• [Written request]:
Extract every line in the records below that contains the string "blue", copying each one in full. Treat uppercase and lowercase letters as different.

(Records excerpted from a collection)
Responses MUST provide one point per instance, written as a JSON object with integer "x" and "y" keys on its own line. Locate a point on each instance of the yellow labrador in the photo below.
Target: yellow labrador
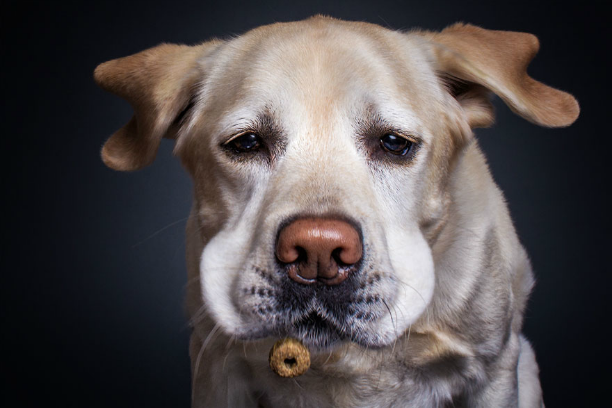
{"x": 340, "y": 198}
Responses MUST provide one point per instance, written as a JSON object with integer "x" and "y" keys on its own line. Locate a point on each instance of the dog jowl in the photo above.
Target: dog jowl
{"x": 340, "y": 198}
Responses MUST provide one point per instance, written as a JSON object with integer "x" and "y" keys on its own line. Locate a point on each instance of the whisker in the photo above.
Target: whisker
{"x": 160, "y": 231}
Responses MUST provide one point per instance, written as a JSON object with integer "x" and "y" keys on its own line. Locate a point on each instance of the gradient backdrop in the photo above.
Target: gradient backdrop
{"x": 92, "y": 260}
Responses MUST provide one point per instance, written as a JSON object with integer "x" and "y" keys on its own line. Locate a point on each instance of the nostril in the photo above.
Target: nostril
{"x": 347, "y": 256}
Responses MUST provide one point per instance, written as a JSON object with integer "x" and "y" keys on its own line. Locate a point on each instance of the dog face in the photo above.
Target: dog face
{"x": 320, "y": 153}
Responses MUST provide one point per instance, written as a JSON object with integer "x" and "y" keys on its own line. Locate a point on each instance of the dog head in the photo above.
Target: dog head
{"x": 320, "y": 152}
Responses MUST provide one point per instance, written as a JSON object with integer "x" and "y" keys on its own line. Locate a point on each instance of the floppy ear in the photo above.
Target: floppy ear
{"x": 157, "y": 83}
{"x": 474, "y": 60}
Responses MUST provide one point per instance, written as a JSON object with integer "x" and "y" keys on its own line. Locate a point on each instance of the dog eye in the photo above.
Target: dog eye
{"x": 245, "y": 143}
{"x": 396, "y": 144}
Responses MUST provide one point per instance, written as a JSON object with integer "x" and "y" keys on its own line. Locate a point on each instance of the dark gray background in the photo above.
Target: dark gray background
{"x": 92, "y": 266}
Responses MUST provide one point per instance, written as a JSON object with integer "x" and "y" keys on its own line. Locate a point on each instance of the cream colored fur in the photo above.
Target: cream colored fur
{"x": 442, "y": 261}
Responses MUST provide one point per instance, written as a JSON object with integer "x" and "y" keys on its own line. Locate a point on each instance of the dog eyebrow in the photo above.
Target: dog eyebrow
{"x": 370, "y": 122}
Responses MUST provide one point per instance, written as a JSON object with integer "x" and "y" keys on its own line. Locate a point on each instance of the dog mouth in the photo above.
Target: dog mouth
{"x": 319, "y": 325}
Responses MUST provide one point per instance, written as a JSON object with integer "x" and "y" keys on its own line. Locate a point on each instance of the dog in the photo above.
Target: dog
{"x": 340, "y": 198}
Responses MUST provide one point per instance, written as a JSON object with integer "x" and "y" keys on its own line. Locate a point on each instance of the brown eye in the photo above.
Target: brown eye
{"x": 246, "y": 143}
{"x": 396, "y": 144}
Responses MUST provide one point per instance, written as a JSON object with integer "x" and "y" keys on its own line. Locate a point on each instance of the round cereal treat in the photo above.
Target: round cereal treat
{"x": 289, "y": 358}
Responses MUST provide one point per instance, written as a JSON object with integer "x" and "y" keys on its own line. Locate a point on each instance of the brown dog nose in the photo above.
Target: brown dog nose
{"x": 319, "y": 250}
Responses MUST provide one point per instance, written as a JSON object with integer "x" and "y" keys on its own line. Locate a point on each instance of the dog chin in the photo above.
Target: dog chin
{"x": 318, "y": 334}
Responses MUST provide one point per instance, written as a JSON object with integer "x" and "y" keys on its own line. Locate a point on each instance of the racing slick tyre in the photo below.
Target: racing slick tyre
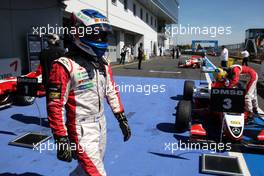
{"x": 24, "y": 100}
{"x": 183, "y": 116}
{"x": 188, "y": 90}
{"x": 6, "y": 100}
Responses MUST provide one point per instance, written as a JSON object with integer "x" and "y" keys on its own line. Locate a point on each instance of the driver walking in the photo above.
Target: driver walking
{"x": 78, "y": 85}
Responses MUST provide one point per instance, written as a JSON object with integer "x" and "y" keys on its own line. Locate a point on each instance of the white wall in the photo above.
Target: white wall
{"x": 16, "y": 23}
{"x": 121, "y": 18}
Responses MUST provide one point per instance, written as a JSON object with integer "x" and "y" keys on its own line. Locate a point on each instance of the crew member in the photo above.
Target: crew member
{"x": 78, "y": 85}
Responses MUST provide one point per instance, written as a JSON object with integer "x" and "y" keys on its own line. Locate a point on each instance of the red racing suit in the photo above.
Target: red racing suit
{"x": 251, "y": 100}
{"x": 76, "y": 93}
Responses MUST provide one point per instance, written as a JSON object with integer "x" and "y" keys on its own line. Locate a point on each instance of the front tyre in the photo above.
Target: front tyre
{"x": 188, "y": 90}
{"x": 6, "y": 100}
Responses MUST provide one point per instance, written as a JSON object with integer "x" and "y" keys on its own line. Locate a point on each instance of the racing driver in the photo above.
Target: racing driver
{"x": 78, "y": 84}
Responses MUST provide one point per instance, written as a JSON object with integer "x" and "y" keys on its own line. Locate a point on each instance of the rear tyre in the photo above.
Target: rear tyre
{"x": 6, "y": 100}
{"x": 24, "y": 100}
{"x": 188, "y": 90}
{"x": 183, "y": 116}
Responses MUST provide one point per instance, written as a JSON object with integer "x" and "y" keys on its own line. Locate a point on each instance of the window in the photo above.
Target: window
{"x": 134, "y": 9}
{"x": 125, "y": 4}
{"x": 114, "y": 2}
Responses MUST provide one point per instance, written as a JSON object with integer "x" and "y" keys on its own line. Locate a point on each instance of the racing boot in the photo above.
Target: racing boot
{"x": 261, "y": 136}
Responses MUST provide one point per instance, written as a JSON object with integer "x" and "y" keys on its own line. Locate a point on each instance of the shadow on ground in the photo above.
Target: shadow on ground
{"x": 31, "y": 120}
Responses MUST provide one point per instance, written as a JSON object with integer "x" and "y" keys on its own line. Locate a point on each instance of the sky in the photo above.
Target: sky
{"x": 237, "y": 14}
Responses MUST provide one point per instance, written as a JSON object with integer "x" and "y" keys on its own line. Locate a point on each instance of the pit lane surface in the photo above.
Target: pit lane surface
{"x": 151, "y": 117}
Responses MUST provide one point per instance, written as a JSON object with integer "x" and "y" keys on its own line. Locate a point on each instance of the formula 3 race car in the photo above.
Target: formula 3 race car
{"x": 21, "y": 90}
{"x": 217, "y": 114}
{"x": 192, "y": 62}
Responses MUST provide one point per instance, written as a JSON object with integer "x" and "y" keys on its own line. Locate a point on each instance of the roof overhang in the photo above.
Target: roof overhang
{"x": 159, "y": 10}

==

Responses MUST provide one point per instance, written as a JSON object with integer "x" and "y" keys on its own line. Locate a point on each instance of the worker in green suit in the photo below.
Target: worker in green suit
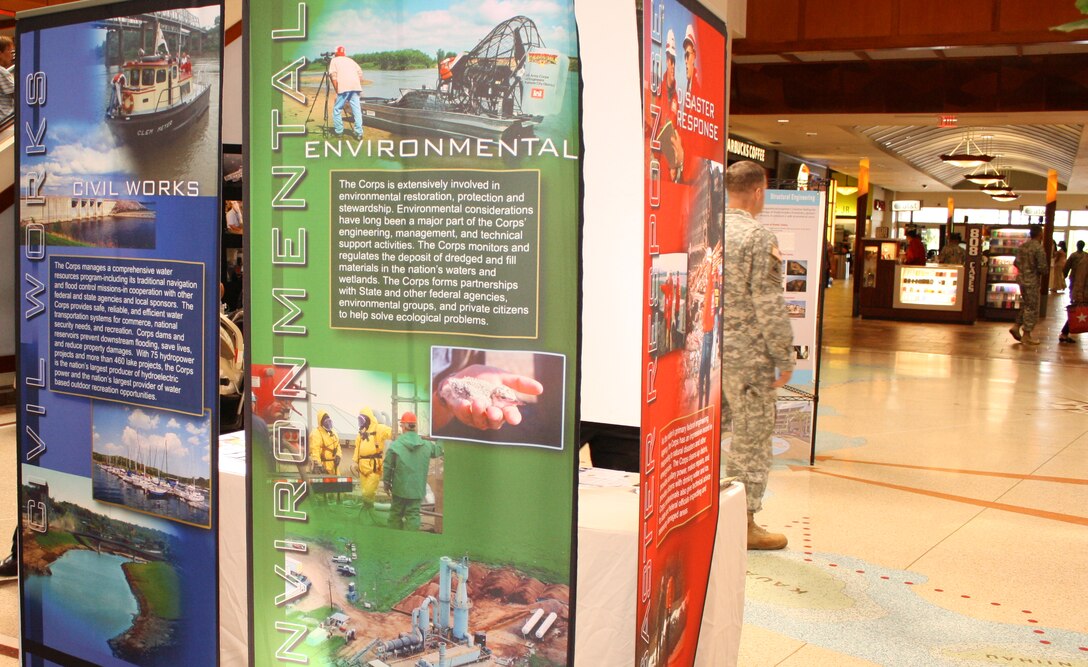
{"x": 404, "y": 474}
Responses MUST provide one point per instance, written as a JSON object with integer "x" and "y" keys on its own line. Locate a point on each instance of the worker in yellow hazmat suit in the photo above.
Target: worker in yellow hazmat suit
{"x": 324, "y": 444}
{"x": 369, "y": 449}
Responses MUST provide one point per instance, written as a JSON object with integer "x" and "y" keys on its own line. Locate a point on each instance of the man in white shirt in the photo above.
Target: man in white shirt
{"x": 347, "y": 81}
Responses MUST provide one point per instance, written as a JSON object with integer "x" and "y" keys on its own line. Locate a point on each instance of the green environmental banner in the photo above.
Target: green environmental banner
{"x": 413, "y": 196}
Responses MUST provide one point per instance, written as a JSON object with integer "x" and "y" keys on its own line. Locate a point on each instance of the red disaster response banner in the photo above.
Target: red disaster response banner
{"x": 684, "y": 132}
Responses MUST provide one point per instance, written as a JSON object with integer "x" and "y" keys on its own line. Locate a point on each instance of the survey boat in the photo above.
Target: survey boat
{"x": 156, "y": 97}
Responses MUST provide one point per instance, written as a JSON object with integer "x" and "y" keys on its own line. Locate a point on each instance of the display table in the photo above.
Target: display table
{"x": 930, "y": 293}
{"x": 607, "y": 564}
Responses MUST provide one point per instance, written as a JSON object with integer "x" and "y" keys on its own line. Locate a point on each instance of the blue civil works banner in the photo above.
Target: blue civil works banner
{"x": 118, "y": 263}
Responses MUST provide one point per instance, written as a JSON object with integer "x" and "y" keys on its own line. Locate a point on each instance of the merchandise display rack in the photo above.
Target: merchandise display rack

• [Right answer]:
Responses MUST provide one point per instance, written as a JSON object with integer "x" and "y" keys on its own line. Locate a point on each instance of the blue civil works banner in the photo above.
Target: blue civil works banner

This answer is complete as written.